#### Problem statement
Give back all of the data, word for word.

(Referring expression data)
:::::

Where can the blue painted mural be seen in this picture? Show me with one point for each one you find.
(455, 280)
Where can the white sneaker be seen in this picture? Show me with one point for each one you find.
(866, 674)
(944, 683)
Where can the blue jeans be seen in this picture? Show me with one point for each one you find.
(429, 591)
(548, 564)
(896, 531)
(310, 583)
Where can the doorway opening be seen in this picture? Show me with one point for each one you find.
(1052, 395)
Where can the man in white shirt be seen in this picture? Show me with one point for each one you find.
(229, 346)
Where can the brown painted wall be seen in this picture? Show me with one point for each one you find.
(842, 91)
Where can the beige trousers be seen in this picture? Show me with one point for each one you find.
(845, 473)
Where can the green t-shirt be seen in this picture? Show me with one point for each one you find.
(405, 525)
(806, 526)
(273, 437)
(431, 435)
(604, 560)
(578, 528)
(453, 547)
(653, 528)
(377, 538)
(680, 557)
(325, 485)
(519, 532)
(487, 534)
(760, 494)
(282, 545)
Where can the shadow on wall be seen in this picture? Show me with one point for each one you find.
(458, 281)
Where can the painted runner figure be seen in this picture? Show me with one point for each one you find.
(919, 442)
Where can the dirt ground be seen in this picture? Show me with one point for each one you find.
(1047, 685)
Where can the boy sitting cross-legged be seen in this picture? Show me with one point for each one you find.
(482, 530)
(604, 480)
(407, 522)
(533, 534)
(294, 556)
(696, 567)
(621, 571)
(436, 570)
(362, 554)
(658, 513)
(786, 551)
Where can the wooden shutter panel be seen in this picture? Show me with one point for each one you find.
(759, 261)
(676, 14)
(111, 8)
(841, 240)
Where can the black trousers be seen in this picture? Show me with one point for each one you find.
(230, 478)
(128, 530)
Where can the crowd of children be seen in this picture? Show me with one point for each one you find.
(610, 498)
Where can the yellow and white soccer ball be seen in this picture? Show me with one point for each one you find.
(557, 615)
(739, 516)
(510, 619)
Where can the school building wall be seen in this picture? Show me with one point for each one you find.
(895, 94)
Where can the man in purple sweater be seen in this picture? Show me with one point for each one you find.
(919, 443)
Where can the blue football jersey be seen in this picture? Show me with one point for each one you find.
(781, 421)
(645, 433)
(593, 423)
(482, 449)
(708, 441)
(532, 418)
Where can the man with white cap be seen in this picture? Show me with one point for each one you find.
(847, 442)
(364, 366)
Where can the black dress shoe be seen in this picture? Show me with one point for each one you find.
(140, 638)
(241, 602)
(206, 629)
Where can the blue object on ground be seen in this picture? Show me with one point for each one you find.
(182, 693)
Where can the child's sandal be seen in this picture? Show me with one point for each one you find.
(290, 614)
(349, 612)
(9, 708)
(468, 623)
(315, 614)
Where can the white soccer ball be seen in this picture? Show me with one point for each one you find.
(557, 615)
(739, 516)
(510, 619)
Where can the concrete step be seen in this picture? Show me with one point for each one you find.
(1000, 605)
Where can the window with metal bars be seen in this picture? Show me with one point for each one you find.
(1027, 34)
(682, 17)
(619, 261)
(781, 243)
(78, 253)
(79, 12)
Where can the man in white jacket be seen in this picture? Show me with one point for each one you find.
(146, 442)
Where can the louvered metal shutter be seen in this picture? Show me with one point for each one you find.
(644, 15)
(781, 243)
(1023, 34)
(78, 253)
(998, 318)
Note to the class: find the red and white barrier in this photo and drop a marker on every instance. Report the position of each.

:::::

#### Task result
Where can the blue painted mural be seen in this picture? Show me with one point for each one you find.
(455, 280)
Where can the white sneaker be seen in this picture? Show me with one point for each one you find.
(866, 674)
(944, 683)
Where can the blue jeans be seen in this picture? Show me with one point for each one you find.
(429, 591)
(548, 564)
(896, 531)
(310, 583)
Where can the doorway opening be seen in this picture? Show me with one point for each one you find.
(1052, 395)
Where can the man in white shirt be seen in this picture? Show me with one point for each one you find.
(229, 346)
Where can the brown painted wall be seen in this picture? Show me with one point for each one you find.
(842, 91)
Where can the beige trousers be seen in this picture? Show me with one point for each one you find.
(845, 473)
Where can the green t-shirt be seen in this picture? Show me with one point for each one you find.
(405, 525)
(806, 526)
(273, 437)
(431, 435)
(604, 560)
(578, 528)
(453, 547)
(653, 528)
(377, 538)
(680, 557)
(325, 485)
(519, 532)
(487, 534)
(760, 494)
(282, 545)
Where can the shadow on wall be seen in this picture? Show me with one point for each one you find.
(458, 281)
Where can the painted runner figure be seen in this picture? Show me with one point for each one you find.
(919, 442)
Where can the dirt ground be seen in this picture? Show me with one point for each one you find.
(1047, 685)
Where can the boy sitting cross-legged be seen in this picture? Show me with one point for each one you find.
(482, 530)
(604, 480)
(407, 522)
(533, 534)
(294, 556)
(696, 567)
(621, 571)
(436, 570)
(362, 554)
(658, 513)
(786, 551)
Where can the wooden shutter panel be seen in this picture? Show me with one point for each one you find.
(759, 261)
(676, 14)
(111, 8)
(841, 240)
Where can the black trousers be seen in this picture? Show me with one point for each one you find.
(230, 478)
(128, 530)
Where can the crowd of children be seen in this picture? Show me with one point for each one you find.
(610, 498)
Where can the yellow and white soccer ball be seen in this picture? Show me with one point for each one you find.
(557, 615)
(739, 516)
(510, 619)
Where can the school building wall be seen in this picture? Show me with one point for each one you find.
(895, 94)
Where can the man in purple sweater be seen in this picture? Show me with one point for each one you find.
(919, 443)
Where can the blue football jersey be seen in this picture? Show me with one point for each one you find.
(781, 421)
(645, 433)
(593, 423)
(482, 449)
(708, 441)
(532, 418)
Where can the man with white cap be seen in this picture? Show me with one point for each one you find.
(847, 442)
(364, 366)
Where can the black dress shoe be seen in this picture? Show me with one point for each one you find.
(140, 638)
(241, 602)
(206, 629)
Where can the blue object on ground be seen in this picture? Show me with one point for each one you find.
(182, 693)
Where can the child's sandal be seen in this picture? Show me with one point for each one you find.
(290, 614)
(349, 612)
(9, 708)
(468, 623)
(315, 614)
Where can the white soccer ball be seen in this picture? Show me with one point for each one you find.
(557, 615)
(739, 516)
(510, 619)
Where can the concrete step be seen in this picture? Show me with one point for each one you find.
(1000, 605)
Where can the window with metal bars be seen in this picture? Show me with one point for each one you find.
(1027, 34)
(682, 17)
(619, 261)
(781, 243)
(78, 253)
(79, 12)
Where can the man in white jacket be seen in this picture? Show me with one point for each one you find.
(146, 442)
Where can the louvered metal shutter be seen in this picture? Show me with one point for each one you find.
(644, 15)
(781, 243)
(1023, 34)
(78, 253)
(998, 318)
Note to the class: find the red and white barrier in this photo and drop a marker on every instance. Report the position of each.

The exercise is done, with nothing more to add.